Stored dataset items ->
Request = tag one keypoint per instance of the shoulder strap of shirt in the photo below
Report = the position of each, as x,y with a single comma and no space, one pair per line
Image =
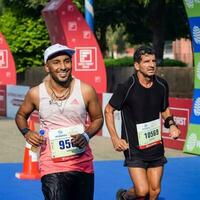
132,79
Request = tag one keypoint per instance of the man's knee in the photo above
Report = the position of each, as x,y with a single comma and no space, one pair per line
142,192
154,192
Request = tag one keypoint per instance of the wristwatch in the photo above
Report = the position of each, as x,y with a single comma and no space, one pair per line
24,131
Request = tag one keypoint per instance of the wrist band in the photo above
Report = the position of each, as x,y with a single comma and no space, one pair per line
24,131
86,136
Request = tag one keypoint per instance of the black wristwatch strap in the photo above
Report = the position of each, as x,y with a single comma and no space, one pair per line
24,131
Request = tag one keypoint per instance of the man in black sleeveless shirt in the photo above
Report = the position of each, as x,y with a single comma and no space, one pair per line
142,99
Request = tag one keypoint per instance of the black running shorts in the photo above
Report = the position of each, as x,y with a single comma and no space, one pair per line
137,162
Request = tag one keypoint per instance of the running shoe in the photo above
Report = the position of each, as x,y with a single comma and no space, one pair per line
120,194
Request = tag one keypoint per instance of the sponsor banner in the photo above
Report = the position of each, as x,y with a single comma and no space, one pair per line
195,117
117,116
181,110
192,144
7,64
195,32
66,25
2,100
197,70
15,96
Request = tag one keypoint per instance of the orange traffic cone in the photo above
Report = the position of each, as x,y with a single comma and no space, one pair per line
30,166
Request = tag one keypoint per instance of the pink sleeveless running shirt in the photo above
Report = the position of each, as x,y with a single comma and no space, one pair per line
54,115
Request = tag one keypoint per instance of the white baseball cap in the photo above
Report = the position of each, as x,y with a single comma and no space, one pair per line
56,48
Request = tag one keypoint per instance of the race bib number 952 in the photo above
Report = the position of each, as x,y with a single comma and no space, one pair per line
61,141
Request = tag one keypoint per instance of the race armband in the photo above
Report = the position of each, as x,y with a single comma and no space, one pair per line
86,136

PROBLEM TO WORK ON ->
Rewrite the records above as a Markdown table with the columns Row and Line, giving each non-blank line a numbered row of its own. Leave the pictures out.

EXERCISE RESPONSE ->
| Row | Line |
|---|---|
| 1 | Request = tag one keypoint per instance of the shoulder strap of shirt in the photo below |
| 2 | Report = the position of each, as x,y with a single comma and no space, one pair per line |
| 3 | Image = |
| 4 | 132,79 |
| 5 | Request = tag one keypoint per instance of the man's knee in the photo above |
| 6 | Report = the position of each, as x,y with a single comma and no space, one pair per line |
| 7 | 142,192 |
| 8 | 154,192 |
| 9 | Request = tag one keypoint per instance of the wristwatch in the photo above |
| 10 | Report = the position of each, as x,y with a single comma and no space, one pair per line |
| 11 | 24,131 |
| 12 | Request = tag one keypoint per instance of the wrist band in the photo above |
| 13 | Report = the position of each, as x,y with a single comma and no space, one pair per line |
| 14 | 24,131 |
| 15 | 86,136 |
| 16 | Request = tag one keypoint per instance of the black wristwatch strap in the photo above |
| 17 | Report = the position of each, as x,y with a single comma and no space, one pair per line |
| 18 | 24,131 |
| 19 | Request = tag one keypoint per instance of the man in black sleeveless shirt in the photo above |
| 20 | Report = the position of each, as x,y with a single comma and no space, one pair per line |
| 21 | 142,99 |
| 22 | Request = tag one keypoint per instance of the black running shorts in the photo above |
| 23 | Report = the position of each, as x,y with a single comma and no space, one pair per line |
| 24 | 137,162 |
| 25 | Request = tag one keypoint per instance of the running shoe in the photo above |
| 26 | Report = the position of each, as x,y with a single comma and no space, one pair per line |
| 27 | 120,194 |
| 28 | Request = tag one keypoint per instance of the sponsor banner in the photo above |
| 29 | Report = the position of each, as x,y with a single comma and no space, one pair per line |
| 30 | 195,117 |
| 31 | 117,116 |
| 32 | 181,110 |
| 33 | 192,144 |
| 34 | 7,64 |
| 35 | 195,32 |
| 36 | 66,25 |
| 37 | 2,100 |
| 38 | 197,70 |
| 39 | 15,96 |
| 40 | Request = tag one keypoint per instance of the orange traffic cone in the photo above |
| 41 | Report = the position of each, as x,y with a single comma and no space, one pair per line |
| 42 | 30,166 |
| 43 | Request = tag one keypoint per instance of the pink sleeveless running shirt in the photo above |
| 44 | Report = the position of each, as x,y with a single comma and no space, one pair per line |
| 45 | 54,115 |
| 46 | Request = tag one keypoint per instance of the white baseball cap in the photo above |
| 47 | Report = the position of each, as x,y with a single comma and no space, one pair per line |
| 48 | 56,48 |
| 49 | Request = tag one keypoint per instance of the race bib number 952 in the photo above |
| 50 | Report = the position of each, as x,y with a single comma and no space, one pair per line |
| 51 | 61,141 |
| 52 | Request = tag one keypoint per instance of the race armband in the photo above |
| 53 | Report = the position of each, as x,y with a single comma and no space, one pair per line |
| 54 | 86,136 |